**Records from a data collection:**
== == ==

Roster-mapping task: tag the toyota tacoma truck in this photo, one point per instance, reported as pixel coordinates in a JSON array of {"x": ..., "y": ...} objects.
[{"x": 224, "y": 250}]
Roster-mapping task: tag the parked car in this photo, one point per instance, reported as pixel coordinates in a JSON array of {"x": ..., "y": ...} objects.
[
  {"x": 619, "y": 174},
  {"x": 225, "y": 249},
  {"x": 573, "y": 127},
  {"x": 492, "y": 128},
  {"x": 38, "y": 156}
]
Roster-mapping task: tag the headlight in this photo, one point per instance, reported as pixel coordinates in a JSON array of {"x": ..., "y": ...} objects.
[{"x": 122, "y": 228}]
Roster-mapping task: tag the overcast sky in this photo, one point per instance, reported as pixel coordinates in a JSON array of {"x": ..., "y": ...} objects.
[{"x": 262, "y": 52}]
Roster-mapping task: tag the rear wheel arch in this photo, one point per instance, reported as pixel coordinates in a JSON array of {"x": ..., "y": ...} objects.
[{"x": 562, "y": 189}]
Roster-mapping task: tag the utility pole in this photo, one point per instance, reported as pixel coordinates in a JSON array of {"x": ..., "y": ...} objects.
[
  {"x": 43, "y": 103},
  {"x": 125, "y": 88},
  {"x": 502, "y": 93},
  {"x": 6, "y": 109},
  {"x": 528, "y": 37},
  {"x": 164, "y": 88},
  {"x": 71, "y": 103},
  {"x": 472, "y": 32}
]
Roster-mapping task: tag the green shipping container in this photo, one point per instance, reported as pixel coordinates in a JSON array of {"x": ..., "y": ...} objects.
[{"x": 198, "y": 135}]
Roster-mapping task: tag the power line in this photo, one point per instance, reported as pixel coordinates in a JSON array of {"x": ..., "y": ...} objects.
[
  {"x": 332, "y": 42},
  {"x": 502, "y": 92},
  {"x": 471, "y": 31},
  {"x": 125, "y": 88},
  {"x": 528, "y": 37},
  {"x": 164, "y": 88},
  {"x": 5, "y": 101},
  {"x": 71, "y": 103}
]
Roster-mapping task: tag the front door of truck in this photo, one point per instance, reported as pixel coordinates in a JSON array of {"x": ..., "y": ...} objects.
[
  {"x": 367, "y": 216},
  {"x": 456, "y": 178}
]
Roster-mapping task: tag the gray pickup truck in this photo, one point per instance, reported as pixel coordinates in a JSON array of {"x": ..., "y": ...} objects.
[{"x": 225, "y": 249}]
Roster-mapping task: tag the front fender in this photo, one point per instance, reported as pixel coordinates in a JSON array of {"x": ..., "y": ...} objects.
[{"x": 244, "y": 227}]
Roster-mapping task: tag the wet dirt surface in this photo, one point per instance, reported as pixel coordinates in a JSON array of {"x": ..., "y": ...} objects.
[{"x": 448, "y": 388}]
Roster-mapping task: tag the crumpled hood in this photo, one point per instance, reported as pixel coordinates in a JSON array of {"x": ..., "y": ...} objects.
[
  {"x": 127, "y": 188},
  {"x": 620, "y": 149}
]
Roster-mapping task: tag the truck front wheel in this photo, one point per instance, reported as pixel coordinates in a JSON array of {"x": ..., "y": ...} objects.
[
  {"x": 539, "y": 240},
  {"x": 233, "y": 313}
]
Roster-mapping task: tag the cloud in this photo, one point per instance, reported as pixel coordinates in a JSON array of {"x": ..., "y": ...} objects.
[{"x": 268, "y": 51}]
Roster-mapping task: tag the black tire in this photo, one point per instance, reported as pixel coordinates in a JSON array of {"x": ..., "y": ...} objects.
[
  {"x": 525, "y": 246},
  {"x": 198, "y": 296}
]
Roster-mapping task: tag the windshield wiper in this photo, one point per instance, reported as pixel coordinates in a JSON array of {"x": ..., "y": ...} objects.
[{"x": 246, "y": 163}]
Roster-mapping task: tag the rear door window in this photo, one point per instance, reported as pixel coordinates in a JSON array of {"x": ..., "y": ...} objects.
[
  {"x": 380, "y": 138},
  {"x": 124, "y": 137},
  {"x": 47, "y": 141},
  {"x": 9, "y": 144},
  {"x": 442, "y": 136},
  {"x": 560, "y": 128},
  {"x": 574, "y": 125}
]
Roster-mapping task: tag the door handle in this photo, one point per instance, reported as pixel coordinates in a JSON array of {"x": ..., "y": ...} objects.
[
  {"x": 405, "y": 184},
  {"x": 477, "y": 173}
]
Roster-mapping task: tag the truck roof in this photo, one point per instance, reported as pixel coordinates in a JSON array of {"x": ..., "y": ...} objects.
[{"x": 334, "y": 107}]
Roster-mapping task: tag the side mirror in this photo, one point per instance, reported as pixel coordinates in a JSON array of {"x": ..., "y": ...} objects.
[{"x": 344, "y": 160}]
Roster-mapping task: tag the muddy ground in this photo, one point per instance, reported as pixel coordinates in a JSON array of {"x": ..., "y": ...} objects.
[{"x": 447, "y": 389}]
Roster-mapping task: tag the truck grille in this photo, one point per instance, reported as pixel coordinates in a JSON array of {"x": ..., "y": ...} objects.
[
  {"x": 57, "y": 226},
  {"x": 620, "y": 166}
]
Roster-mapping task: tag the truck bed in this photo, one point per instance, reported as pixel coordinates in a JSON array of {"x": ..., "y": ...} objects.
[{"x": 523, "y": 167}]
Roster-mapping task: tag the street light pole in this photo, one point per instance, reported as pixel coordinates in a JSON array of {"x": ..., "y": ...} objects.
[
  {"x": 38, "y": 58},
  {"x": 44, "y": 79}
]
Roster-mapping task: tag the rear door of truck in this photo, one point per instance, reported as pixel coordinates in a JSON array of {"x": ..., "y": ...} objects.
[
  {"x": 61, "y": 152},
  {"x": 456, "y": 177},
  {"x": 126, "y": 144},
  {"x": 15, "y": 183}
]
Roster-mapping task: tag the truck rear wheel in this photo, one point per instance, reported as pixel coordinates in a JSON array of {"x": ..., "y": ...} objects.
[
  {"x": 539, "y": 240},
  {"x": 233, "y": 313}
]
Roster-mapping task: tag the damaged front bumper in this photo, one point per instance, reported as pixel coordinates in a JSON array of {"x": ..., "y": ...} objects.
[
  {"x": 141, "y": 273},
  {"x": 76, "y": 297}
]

== == ==

Every entry above should come back exactly as written.

**Solution to this problem:**
Roster-mapping task: tag the toyota tacoma truck in this photo, one point per instance, reported as pixel coordinates in a JSON array of {"x": ..., "y": ...} objects.
[{"x": 224, "y": 250}]
Roster-mapping task: tag the parked car in this photo, one point per instance, reported as pixel coordinates in a JSON array of {"x": ..., "y": ...} objects.
[
  {"x": 619, "y": 174},
  {"x": 225, "y": 249},
  {"x": 573, "y": 127},
  {"x": 492, "y": 128},
  {"x": 38, "y": 156}
]
Roster-mapping task: tag the headlight in this photo, one point per instance, reported as pixel coordinates in a JSON array of {"x": ..., "y": ...} objects.
[{"x": 122, "y": 228}]
Roster-mapping task: tag the overcast sky in this photo, one point per instance, reported as pixel coordinates in a JSON array of {"x": ..., "y": ...} objects.
[{"x": 262, "y": 52}]
Roster-mapping task: tag the rear wheel arch in this photo, one point per instance, reported as pixel coordinates in a JSON array of {"x": ..., "y": ...} objects.
[{"x": 562, "y": 189}]
Roster-mapping task: tag the utility pole in this photo, one point per instance, reported as pixel coordinates in a JSON array of {"x": ..., "y": ...} objects.
[
  {"x": 43, "y": 103},
  {"x": 125, "y": 88},
  {"x": 502, "y": 93},
  {"x": 6, "y": 109},
  {"x": 528, "y": 37},
  {"x": 164, "y": 88},
  {"x": 71, "y": 103},
  {"x": 472, "y": 32}
]
Roster-mapping task: tag the green shipping container in this photo, one point per instance, reported as pixel coordinates in a JSON array of {"x": ..., "y": ...} objects.
[{"x": 198, "y": 135}]
Roster-mapping task: tag the power line in this photo, one point per instance, reported as pixel coordinates in a JSON array of {"x": ..., "y": ...} objects.
[
  {"x": 332, "y": 42},
  {"x": 502, "y": 92},
  {"x": 471, "y": 31},
  {"x": 125, "y": 88},
  {"x": 528, "y": 37},
  {"x": 164, "y": 88},
  {"x": 5, "y": 101},
  {"x": 71, "y": 103}
]
Roster-mapping task: tag the front door of truck in this photo, one point per instance, reported as pixel coordinates in a JSON array of {"x": ..., "y": ...} objects.
[
  {"x": 367, "y": 216},
  {"x": 456, "y": 178}
]
Roster-mapping task: tag the gray pickup truck in this photo, one point per instance, reported as pixel coordinates in a JSON array of {"x": ..., "y": ...} objects.
[{"x": 225, "y": 249}]
Roster-mapping task: tag the front fender in this photo, one point per instance, reported as pixel coordinates in a JSON array of {"x": ..., "y": ...} objects.
[{"x": 244, "y": 227}]
Roster-mapping task: tag the wet dirt surface in this photo, one point per instance, reported as pixel coordinates in a JSON array of {"x": ..., "y": ...} objects.
[{"x": 448, "y": 388}]
Roster-mapping task: tag the crumpled hood in this photo, one point per instance, reported as pixel coordinates in a JSON array of {"x": ..., "y": ...} objects.
[
  {"x": 127, "y": 188},
  {"x": 620, "y": 149}
]
Roster-mapping task: tag the truck front wheel in this photo, one point per instance, reported as pixel coordinates in a JSON array of {"x": ..., "y": ...} objects.
[
  {"x": 539, "y": 240},
  {"x": 233, "y": 313}
]
Roster-mapping task: tag the cloud in this photo, one point per instance, reported as pixel coordinates in a JSON array of {"x": ..., "y": ...} objects.
[{"x": 268, "y": 51}]
Roster-mapping task: tag the black tire in this photo, one point per instance, reported as pixel coordinates in a JSON array of {"x": ..., "y": ...} objects.
[
  {"x": 525, "y": 246},
  {"x": 198, "y": 296}
]
Roster-mapping task: tag the windshield wiper in this photo, one point per instance, reported as pixel coordinates in a JSON array of {"x": ..., "y": ...} objects.
[{"x": 246, "y": 163}]
Roster-mapping task: tag the rear door window in this photo, one point per instance, reported as pixel coordinates in a JSON array of {"x": ..., "y": ...} objects.
[
  {"x": 380, "y": 138},
  {"x": 124, "y": 137},
  {"x": 47, "y": 141},
  {"x": 9, "y": 144},
  {"x": 442, "y": 136},
  {"x": 560, "y": 128},
  {"x": 574, "y": 125}
]
Roster-mapping task: tag the door handle in this photo, one point per instance, reported as pixel coordinates in a JSON array of {"x": ..., "y": ...} objects.
[
  {"x": 405, "y": 184},
  {"x": 477, "y": 173}
]
Roster-mapping task: tag the truck roof in this photo, one point per instance, reported as pixel coordinates in a JSON array of {"x": ..., "y": ...} objects.
[{"x": 334, "y": 107}]
Roster-mapping task: tag the side mirror in this photo, one point per instance, reported as pixel coordinates in a JSON array of {"x": ..., "y": ...} objects.
[{"x": 344, "y": 160}]
Roster-mapping task: tag the muddy ground in this photo, one point per instance, reported as pixel coordinates in a JSON array of {"x": ..., "y": ...} objects.
[{"x": 447, "y": 389}]
Roster-mapping task: tag the truck grille in this photo, one point per instance, reported as pixel coordinates in a JSON array of {"x": ..., "y": ...} objects.
[
  {"x": 57, "y": 226},
  {"x": 620, "y": 166}
]
Roster-mapping task: tag the truck bed in this photo, one point per instance, reported as pixel coordinates in a JSON array of {"x": ..., "y": ...} objects.
[{"x": 523, "y": 167}]
Roster-mapping task: tag the street light pole in this photo, one point per instance, reported as pixel coordinates in a JSON array of {"x": ..., "y": ...} objects.
[
  {"x": 38, "y": 58},
  {"x": 44, "y": 79}
]
Roster-mapping task: tag the rear door of truck in this photo, one point per instance, reported as pixel coordinates in a JSON array of {"x": ..., "y": ...} objects.
[
  {"x": 61, "y": 152},
  {"x": 456, "y": 177},
  {"x": 126, "y": 144},
  {"x": 15, "y": 183}
]
Roster-mapping task: tag the truck rear wheel in this photo, one point per instance, reported as pixel coordinates in a JSON array of {"x": ..., "y": ...} objects.
[
  {"x": 539, "y": 240},
  {"x": 233, "y": 313}
]
Roster-mapping task: tag the damaged front bumper in this photo, one point per instance, reported as pixel coordinates in a JSON array of {"x": ..., "y": ...} objects.
[
  {"x": 141, "y": 273},
  {"x": 76, "y": 297}
]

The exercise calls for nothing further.